Stored items
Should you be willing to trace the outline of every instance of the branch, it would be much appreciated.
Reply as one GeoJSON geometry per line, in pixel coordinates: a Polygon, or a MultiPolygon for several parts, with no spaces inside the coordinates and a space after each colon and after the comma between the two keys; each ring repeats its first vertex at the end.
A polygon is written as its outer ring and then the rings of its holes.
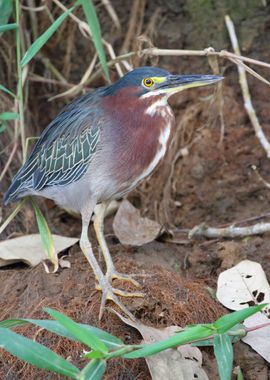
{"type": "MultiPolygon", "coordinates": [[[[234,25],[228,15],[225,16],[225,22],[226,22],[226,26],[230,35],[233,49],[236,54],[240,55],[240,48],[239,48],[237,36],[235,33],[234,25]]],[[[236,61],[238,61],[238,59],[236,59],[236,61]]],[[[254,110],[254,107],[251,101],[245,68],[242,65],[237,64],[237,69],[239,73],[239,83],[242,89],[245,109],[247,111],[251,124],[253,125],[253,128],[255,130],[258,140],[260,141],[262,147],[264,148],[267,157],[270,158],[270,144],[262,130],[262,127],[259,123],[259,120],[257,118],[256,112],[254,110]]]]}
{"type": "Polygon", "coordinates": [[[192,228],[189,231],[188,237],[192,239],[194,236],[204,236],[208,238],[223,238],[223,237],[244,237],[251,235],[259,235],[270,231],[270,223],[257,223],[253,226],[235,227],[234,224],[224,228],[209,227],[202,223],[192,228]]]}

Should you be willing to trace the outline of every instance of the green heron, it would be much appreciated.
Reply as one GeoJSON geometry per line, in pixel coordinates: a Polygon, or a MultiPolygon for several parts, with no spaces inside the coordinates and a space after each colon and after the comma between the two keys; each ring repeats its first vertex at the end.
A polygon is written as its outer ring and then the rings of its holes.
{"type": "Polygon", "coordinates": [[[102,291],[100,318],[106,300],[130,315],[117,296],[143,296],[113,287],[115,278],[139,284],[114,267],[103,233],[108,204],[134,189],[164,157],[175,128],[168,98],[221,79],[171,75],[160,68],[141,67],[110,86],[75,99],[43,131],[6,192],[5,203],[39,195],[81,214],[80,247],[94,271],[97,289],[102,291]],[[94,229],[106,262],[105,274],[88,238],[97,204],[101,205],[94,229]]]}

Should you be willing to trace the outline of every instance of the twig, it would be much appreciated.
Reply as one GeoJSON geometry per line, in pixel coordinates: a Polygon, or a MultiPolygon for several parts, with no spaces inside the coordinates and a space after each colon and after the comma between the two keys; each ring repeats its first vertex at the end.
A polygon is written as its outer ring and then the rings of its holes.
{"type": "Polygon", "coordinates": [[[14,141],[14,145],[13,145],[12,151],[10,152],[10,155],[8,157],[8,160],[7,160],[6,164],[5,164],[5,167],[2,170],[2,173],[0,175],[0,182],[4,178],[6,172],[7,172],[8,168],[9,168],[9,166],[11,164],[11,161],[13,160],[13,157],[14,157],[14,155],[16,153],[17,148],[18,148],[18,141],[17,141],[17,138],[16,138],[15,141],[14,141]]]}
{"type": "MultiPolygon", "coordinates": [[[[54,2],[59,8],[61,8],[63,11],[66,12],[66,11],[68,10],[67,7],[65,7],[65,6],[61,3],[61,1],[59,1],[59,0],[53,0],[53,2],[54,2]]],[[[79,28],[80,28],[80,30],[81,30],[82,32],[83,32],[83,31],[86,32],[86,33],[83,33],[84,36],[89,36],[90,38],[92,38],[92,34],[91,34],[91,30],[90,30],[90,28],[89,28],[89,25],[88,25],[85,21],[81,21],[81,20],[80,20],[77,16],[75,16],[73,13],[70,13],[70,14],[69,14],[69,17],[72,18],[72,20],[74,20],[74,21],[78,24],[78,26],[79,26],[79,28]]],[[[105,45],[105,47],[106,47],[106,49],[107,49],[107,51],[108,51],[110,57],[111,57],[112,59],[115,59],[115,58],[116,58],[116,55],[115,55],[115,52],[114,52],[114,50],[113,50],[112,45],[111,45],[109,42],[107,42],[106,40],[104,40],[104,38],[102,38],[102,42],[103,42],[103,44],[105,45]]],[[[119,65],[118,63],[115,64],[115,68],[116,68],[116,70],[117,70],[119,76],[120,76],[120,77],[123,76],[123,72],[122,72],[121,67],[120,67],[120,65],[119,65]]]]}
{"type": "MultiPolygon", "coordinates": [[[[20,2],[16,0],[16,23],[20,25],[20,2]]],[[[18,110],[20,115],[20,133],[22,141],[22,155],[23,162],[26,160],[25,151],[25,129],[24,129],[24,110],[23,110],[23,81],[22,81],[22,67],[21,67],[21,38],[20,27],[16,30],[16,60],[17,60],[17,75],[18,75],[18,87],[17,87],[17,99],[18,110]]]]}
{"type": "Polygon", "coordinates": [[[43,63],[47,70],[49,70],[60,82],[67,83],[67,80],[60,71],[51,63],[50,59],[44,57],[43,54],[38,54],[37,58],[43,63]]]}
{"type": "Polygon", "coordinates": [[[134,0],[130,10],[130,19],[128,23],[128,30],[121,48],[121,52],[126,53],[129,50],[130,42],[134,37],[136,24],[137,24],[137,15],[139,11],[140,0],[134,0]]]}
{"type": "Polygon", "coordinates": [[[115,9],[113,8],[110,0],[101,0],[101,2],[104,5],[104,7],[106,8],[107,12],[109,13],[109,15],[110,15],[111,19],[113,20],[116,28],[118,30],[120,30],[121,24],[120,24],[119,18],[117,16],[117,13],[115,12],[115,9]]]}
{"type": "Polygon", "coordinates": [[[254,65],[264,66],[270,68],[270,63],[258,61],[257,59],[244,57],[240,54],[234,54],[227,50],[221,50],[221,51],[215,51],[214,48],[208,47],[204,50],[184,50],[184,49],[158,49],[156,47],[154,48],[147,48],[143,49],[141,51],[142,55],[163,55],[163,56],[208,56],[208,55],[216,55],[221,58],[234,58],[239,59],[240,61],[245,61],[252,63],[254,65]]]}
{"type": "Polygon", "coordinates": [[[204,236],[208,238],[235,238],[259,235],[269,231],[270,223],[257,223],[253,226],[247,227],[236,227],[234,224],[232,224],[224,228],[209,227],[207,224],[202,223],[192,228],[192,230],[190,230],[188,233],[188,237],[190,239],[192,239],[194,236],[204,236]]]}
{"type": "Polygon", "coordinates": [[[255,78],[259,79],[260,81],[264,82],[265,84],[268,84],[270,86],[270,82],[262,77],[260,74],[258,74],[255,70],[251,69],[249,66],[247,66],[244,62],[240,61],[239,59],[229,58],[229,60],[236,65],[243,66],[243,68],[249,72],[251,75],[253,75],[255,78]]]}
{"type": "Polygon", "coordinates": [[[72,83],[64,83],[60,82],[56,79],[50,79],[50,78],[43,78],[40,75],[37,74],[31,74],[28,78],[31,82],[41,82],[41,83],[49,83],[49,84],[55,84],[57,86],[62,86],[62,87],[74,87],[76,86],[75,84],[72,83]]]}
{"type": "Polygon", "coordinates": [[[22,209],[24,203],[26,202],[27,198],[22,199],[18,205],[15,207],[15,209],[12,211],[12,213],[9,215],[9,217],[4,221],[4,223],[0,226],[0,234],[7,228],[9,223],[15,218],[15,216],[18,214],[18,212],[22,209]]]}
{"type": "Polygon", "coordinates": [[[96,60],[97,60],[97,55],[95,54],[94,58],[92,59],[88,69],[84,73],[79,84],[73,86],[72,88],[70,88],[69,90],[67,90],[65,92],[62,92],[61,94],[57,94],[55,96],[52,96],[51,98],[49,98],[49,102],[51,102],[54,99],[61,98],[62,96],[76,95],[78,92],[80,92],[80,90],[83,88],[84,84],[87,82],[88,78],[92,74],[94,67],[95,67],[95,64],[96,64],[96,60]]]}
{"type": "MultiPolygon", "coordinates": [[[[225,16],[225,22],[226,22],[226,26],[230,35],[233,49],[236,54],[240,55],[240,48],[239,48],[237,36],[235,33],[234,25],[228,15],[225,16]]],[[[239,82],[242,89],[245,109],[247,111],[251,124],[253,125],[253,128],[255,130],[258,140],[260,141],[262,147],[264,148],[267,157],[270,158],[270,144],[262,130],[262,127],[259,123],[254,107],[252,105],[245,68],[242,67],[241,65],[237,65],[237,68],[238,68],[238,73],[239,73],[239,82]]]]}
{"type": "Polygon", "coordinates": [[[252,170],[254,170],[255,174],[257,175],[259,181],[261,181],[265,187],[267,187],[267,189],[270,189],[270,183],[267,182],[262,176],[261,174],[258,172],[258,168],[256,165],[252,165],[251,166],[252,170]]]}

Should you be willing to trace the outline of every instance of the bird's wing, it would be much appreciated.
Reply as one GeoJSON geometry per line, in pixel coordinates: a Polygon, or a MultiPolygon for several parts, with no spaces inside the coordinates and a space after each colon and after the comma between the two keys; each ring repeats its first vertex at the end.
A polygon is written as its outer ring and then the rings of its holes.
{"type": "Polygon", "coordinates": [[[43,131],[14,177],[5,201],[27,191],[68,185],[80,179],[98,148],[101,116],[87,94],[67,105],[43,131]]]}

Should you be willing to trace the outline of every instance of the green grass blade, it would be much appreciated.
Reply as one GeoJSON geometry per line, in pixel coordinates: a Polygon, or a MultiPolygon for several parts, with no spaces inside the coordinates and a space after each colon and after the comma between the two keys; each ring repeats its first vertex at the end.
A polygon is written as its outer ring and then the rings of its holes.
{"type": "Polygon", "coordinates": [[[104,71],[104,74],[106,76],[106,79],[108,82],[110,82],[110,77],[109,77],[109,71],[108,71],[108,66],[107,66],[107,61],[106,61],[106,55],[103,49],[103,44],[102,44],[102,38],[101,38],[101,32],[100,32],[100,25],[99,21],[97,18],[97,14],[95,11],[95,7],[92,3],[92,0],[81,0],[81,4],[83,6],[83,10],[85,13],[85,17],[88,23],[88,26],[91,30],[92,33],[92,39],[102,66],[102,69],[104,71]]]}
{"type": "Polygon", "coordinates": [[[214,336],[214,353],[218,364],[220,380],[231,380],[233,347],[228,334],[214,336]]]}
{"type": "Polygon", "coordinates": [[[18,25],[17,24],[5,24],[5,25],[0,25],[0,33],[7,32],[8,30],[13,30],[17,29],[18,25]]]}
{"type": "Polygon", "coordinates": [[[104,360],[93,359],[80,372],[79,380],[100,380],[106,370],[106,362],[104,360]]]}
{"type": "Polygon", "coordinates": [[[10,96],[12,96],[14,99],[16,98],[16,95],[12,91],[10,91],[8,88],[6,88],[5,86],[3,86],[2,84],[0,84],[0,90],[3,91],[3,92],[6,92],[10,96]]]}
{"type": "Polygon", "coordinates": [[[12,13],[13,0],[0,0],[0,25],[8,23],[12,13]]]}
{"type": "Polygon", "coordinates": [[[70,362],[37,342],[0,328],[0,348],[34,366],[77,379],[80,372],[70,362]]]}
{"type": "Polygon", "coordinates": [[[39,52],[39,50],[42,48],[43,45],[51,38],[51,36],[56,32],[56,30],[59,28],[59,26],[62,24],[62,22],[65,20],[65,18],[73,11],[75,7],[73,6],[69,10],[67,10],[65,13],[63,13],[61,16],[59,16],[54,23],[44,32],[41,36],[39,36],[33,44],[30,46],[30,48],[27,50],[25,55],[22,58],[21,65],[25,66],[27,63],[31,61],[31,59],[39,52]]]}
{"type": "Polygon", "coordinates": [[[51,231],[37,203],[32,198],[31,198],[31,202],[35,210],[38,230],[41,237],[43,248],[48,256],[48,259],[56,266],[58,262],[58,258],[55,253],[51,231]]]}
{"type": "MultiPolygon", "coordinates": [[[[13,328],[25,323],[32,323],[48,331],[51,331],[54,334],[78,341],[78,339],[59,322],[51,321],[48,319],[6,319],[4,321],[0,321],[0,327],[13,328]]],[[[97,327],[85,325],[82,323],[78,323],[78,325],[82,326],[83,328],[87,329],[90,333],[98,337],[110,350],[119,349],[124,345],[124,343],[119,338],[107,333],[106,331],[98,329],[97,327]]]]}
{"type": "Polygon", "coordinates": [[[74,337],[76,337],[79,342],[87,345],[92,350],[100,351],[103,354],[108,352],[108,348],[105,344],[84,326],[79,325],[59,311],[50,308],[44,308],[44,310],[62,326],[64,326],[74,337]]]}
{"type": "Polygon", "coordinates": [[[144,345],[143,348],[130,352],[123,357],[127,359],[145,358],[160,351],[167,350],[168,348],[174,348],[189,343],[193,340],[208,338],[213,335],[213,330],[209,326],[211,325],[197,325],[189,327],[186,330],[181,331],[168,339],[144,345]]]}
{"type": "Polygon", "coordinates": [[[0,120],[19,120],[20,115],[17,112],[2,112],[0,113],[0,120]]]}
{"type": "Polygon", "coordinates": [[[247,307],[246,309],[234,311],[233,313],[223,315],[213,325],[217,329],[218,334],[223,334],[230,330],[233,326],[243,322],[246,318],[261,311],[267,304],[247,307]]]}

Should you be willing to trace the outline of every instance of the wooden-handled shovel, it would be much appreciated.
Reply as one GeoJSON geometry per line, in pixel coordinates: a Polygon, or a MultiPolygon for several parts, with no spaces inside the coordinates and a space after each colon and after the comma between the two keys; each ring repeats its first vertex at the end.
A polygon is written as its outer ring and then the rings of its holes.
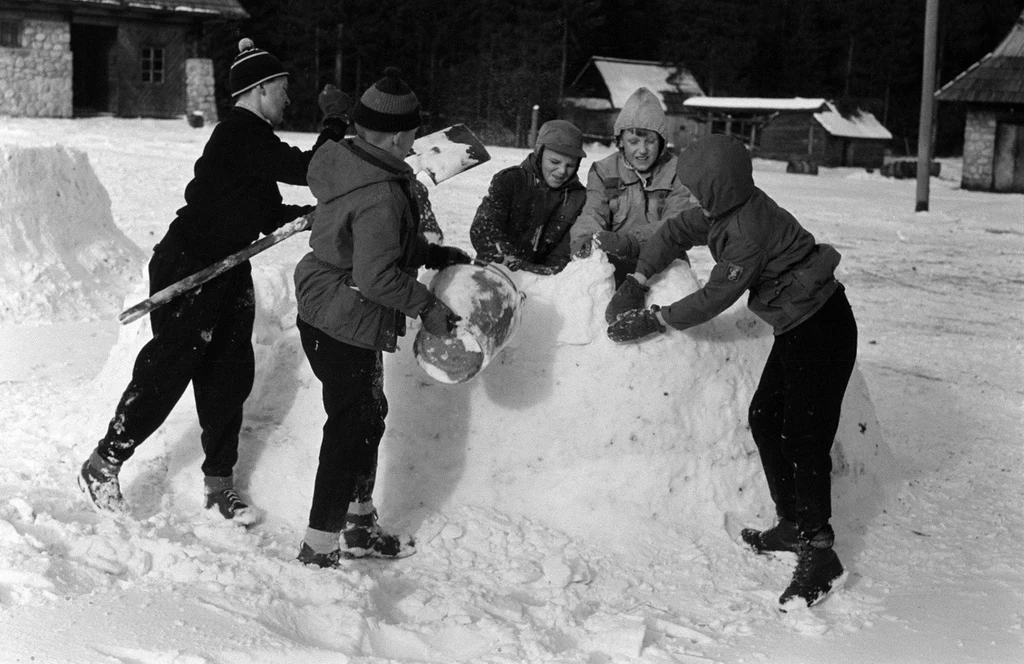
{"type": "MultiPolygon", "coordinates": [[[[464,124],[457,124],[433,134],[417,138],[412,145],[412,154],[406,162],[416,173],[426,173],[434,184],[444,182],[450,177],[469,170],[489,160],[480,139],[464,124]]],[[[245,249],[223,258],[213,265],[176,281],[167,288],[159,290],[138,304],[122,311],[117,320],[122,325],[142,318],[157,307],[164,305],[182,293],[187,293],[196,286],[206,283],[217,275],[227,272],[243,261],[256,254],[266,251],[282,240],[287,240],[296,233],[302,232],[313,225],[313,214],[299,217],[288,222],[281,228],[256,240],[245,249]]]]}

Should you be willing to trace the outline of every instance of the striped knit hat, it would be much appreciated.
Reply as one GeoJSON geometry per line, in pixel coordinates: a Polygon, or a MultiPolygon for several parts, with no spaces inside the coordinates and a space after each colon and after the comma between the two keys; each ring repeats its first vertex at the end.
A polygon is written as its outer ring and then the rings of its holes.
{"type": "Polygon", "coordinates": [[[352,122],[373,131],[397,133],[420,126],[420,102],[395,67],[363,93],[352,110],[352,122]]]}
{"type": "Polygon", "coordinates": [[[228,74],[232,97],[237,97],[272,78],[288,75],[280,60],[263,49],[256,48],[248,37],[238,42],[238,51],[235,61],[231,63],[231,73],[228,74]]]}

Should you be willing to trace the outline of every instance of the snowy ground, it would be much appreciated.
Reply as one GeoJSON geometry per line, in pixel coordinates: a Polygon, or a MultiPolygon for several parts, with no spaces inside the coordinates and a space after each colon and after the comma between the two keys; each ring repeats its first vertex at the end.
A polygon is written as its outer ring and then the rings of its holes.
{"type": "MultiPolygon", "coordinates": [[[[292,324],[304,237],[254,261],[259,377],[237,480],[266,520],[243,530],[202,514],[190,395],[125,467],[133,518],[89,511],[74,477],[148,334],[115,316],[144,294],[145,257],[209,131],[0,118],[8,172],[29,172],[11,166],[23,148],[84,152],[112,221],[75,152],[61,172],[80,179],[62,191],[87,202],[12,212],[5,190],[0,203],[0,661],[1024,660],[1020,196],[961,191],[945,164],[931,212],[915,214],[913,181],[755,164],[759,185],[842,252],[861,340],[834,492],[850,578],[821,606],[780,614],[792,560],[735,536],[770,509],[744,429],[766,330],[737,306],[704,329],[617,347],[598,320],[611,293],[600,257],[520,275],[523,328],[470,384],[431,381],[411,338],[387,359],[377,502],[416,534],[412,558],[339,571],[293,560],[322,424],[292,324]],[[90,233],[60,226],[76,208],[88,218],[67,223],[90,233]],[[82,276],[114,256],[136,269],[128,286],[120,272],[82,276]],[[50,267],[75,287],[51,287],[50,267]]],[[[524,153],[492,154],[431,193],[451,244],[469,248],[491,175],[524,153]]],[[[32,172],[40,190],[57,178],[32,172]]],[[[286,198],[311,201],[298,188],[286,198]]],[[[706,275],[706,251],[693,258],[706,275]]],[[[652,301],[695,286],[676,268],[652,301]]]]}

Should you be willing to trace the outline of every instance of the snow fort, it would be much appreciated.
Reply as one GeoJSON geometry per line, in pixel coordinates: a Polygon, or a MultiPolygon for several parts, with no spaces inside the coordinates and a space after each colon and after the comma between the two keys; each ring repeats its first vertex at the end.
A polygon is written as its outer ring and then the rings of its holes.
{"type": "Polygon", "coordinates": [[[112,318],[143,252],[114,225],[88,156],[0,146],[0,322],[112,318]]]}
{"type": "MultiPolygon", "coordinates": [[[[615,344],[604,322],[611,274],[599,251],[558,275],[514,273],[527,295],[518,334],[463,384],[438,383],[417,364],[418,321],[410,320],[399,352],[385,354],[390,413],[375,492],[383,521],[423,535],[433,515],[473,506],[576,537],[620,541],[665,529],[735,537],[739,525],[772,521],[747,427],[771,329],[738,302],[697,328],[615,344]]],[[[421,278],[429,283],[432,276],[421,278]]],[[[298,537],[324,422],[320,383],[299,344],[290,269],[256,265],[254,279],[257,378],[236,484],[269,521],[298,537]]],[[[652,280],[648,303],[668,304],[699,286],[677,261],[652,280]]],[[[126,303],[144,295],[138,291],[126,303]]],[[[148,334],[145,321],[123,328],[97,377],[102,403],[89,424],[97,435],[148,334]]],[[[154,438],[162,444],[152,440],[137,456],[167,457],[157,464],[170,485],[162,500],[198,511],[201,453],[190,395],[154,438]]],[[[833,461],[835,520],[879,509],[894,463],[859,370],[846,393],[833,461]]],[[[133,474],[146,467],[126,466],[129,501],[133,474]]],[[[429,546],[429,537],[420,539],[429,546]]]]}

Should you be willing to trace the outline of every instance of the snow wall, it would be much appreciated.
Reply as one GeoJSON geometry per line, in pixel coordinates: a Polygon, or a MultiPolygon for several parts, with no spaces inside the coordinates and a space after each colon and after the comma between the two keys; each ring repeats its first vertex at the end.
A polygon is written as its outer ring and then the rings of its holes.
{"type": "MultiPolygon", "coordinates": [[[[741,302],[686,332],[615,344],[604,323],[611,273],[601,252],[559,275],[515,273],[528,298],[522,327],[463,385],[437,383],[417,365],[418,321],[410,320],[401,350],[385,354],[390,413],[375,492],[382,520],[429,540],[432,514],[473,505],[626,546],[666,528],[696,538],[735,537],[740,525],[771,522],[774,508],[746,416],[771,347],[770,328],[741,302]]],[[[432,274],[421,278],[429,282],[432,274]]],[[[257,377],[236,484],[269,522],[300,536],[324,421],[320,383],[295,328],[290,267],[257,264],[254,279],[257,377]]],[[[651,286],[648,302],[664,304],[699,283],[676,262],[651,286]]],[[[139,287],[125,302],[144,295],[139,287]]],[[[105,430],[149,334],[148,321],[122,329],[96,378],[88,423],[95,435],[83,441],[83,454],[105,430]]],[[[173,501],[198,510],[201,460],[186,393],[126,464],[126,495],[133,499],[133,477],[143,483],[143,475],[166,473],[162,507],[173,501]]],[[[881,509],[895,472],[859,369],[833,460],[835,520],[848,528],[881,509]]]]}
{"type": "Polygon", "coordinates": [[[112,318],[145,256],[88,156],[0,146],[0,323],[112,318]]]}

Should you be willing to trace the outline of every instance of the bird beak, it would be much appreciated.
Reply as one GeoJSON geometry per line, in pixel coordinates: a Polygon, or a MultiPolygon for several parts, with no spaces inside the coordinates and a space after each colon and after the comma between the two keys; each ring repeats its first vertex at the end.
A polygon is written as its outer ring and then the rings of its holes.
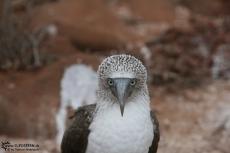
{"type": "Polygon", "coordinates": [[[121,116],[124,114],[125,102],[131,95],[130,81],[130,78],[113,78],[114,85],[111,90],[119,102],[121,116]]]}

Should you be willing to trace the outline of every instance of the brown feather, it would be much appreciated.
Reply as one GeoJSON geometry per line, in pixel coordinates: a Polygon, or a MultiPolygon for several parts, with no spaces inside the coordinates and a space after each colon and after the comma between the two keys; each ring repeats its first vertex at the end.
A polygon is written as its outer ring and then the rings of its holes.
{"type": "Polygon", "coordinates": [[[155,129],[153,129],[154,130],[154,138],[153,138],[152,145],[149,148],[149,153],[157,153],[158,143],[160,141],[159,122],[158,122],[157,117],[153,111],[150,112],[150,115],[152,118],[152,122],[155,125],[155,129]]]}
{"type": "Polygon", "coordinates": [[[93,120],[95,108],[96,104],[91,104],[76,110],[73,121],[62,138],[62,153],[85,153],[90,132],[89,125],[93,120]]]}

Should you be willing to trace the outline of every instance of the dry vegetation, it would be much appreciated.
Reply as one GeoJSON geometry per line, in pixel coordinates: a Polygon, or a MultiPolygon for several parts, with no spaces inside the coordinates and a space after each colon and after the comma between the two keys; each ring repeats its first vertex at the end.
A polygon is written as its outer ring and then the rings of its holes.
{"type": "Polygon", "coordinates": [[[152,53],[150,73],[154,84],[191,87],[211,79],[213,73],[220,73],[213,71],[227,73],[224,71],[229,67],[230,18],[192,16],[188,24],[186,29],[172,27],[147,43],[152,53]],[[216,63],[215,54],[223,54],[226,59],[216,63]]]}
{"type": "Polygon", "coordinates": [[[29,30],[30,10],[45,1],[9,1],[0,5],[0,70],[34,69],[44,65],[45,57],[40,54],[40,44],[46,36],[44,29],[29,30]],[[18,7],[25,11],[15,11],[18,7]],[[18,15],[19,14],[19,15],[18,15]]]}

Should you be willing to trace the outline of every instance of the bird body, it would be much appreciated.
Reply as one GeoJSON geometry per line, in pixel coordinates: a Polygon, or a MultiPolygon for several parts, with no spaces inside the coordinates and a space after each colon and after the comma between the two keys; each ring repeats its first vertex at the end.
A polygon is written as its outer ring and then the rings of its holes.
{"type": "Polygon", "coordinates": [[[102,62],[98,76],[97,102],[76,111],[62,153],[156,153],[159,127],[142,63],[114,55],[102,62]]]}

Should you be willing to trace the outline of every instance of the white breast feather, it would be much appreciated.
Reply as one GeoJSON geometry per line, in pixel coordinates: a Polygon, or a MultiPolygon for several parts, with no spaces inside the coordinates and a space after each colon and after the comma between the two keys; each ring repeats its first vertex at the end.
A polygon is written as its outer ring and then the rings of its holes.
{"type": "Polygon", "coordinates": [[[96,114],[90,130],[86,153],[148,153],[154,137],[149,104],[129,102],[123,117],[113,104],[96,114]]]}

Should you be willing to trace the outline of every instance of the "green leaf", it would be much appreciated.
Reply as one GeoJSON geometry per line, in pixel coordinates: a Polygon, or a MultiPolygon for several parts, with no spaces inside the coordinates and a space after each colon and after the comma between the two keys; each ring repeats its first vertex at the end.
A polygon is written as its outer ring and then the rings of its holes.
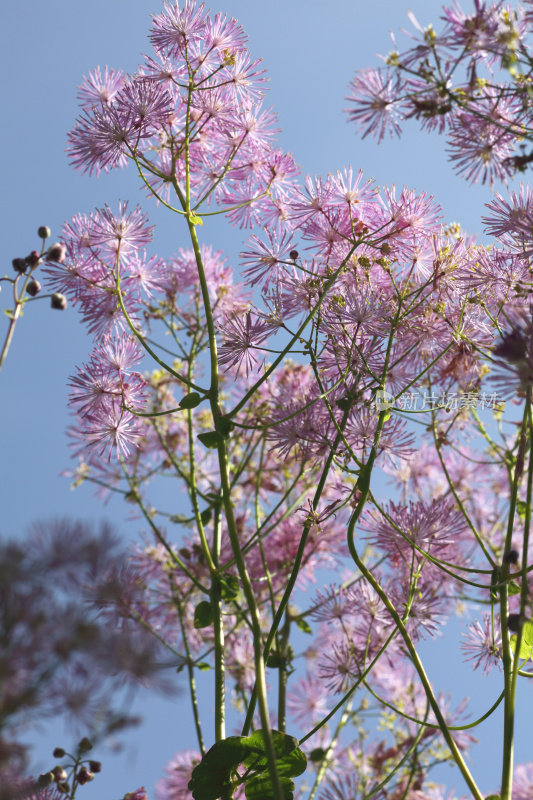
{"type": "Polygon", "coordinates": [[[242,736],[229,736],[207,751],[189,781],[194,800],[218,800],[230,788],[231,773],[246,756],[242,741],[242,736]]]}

▶ **ABOUT THIS EXERCISE**
The answer should be a single number: how many lines in the entries contain "feather".

▶ **ANSWER SECTION**
2